**Instrução dada A:** Mostre todas as linhas dos registros que contêm a palavra "crowd", diferenciando maiúsculas de minúsculas.

**Texto extraído:**
Há uma música do Titãs cujo refrão diz que "não é o que não pode ser...que não é o que não pode ser... e não é". Infeliz ou felizmente no mundo do Direito, por ser uma ciência da linguagem e da cultura, as coisas não funcionam assim. O Direito não tem fome, não sente sede, não é dois mais dois igual a quatro, não sofre dilatação e nem tem ponto de ebulição. Direito é texto produzido pelo homem.
Entre o mundo do ser e do dever ser há uma distância absurda, sem precisar citar Vilanova ou Kelsen. E, registre-se, quanto mais incivilizada é uma nação, quanto maiores são as desigualdades, quanto maior a negação dos direitos fundamentais, então, inexoravelmente maior será o abismo entre aquilo que deve ser e aquilo que é. Nossa colocação do IDH, recentemente foi o vergonhoso 79º lugar. Entre o que a Constituição Federal diz que deve ser e o que é...não há como se medir.
Nesse passo, por exemplo, assim como o Estatuto da Criança e do Adolescente (lei federal 8.069) precisa dizer que uma criança tem direito a brincar e se divertir (art.16, IV), também temos uma lei eleitoral que precisa dizer que são inelegíveis as pessoas condenadas por crime de corrupção, contra o meio ambiente, contra a fé pública, contra economia popular, por improbidade na administração, etc. A Lei das Inelegibilidades, conhecida como lei da ficha limpa, é, nesta parte, um certificado, registrado em cartório, da nossa ingênua agnosia.

**Instrução dada B:** Traduza para o inglês esta frase do texto extraído: "Direito é texto produzido pelo homem."

**Linhas de dados:**

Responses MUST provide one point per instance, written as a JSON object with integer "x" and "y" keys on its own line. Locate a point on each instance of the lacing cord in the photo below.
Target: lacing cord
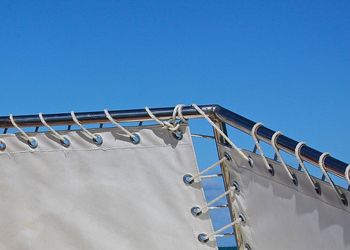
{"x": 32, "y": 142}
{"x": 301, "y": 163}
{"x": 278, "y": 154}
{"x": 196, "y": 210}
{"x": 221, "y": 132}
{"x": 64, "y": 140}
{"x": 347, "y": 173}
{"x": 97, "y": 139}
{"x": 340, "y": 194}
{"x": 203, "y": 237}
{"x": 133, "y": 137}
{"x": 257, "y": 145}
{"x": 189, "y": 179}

* * *

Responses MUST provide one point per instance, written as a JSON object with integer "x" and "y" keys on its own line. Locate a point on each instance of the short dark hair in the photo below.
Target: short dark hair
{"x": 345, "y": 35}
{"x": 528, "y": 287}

* * *

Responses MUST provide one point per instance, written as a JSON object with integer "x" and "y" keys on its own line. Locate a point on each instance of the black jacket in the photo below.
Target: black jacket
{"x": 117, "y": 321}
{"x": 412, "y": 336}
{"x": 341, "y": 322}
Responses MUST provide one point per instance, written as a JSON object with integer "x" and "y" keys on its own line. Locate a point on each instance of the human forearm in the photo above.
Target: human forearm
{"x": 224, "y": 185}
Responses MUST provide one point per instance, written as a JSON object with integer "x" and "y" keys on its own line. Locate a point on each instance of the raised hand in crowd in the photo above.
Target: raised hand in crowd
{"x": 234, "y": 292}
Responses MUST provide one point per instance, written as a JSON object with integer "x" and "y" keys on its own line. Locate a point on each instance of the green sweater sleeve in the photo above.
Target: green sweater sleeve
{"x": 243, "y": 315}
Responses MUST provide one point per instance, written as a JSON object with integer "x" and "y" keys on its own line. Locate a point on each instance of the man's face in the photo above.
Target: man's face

**Resultado final A:**
Responses MUST provide one point per instance, written as a JSON object with integer "x" and "y" keys on its own line. Locate a point on each instance of the raised hand in crowd in the photo above.
Target: raised hand in crowd

**Resultado final B:** Law is text produced by man.